#### [WHAT THE TASK ASKS]
Reproduce every entry below verbatim, keeping each line and its order unchanged.

:: MATERIAL FOR THE TASK ::

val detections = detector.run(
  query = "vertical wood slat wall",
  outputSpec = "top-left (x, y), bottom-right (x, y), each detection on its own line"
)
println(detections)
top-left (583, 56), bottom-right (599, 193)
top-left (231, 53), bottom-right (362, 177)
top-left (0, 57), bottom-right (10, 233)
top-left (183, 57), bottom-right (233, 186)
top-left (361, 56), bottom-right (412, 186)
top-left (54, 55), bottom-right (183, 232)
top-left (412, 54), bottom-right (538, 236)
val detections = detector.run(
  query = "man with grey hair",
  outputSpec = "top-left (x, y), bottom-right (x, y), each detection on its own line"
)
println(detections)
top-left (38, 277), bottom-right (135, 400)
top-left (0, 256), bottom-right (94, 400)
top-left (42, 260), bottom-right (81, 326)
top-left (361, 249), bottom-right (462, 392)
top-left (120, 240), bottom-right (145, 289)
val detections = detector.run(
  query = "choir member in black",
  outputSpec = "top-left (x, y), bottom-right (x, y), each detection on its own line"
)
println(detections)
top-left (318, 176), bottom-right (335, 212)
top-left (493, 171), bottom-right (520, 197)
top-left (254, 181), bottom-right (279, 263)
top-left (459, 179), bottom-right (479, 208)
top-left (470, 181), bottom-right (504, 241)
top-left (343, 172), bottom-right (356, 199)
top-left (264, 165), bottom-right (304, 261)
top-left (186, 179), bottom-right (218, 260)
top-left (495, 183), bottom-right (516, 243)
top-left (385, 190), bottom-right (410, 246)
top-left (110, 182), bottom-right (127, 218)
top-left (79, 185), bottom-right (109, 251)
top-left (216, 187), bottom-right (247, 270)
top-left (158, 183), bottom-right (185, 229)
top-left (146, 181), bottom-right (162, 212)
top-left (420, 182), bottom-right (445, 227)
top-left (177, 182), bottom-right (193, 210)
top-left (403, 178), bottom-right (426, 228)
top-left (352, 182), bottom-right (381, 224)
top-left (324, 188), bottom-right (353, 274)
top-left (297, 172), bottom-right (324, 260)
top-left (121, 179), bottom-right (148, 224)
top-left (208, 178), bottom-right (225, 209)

:::

#### [SOLUTION TO THIS EXERCISE]
val detections = detector.run(
  query = "vertical wood slat wall",
  outputSpec = "top-left (x, y), bottom-right (x, y), each detection on its own line"
)
println(detections)
top-left (583, 56), bottom-right (599, 193)
top-left (231, 53), bottom-right (362, 177)
top-left (0, 57), bottom-right (10, 233)
top-left (183, 57), bottom-right (233, 186)
top-left (361, 56), bottom-right (412, 186)
top-left (54, 55), bottom-right (183, 232)
top-left (412, 54), bottom-right (538, 236)
val detections = detector.run(
  query = "man with grey hair",
  outputSpec = "top-left (x, y), bottom-right (x, y), each detection on its own line"
)
println(detections)
top-left (38, 277), bottom-right (135, 400)
top-left (0, 256), bottom-right (94, 400)
top-left (42, 260), bottom-right (81, 326)
top-left (361, 249), bottom-right (462, 392)
top-left (120, 240), bottom-right (145, 289)
val detections = detector.run(
  query = "choir member in black",
  outputSpec = "top-left (x, y), bottom-right (x, y), each detection on its own line"
)
println(detections)
top-left (318, 176), bottom-right (335, 212)
top-left (493, 171), bottom-right (520, 197)
top-left (254, 181), bottom-right (279, 263)
top-left (459, 179), bottom-right (479, 208)
top-left (470, 181), bottom-right (504, 241)
top-left (343, 172), bottom-right (356, 199)
top-left (264, 165), bottom-right (304, 261)
top-left (186, 179), bottom-right (218, 260)
top-left (495, 183), bottom-right (516, 243)
top-left (385, 190), bottom-right (410, 246)
top-left (110, 182), bottom-right (127, 218)
top-left (79, 185), bottom-right (109, 251)
top-left (216, 187), bottom-right (247, 270)
top-left (158, 183), bottom-right (185, 229)
top-left (146, 181), bottom-right (162, 212)
top-left (420, 182), bottom-right (445, 227)
top-left (177, 182), bottom-right (193, 210)
top-left (403, 178), bottom-right (426, 228)
top-left (352, 182), bottom-right (381, 224)
top-left (324, 188), bottom-right (353, 274)
top-left (297, 172), bottom-right (324, 260)
top-left (121, 179), bottom-right (148, 224)
top-left (208, 178), bottom-right (225, 209)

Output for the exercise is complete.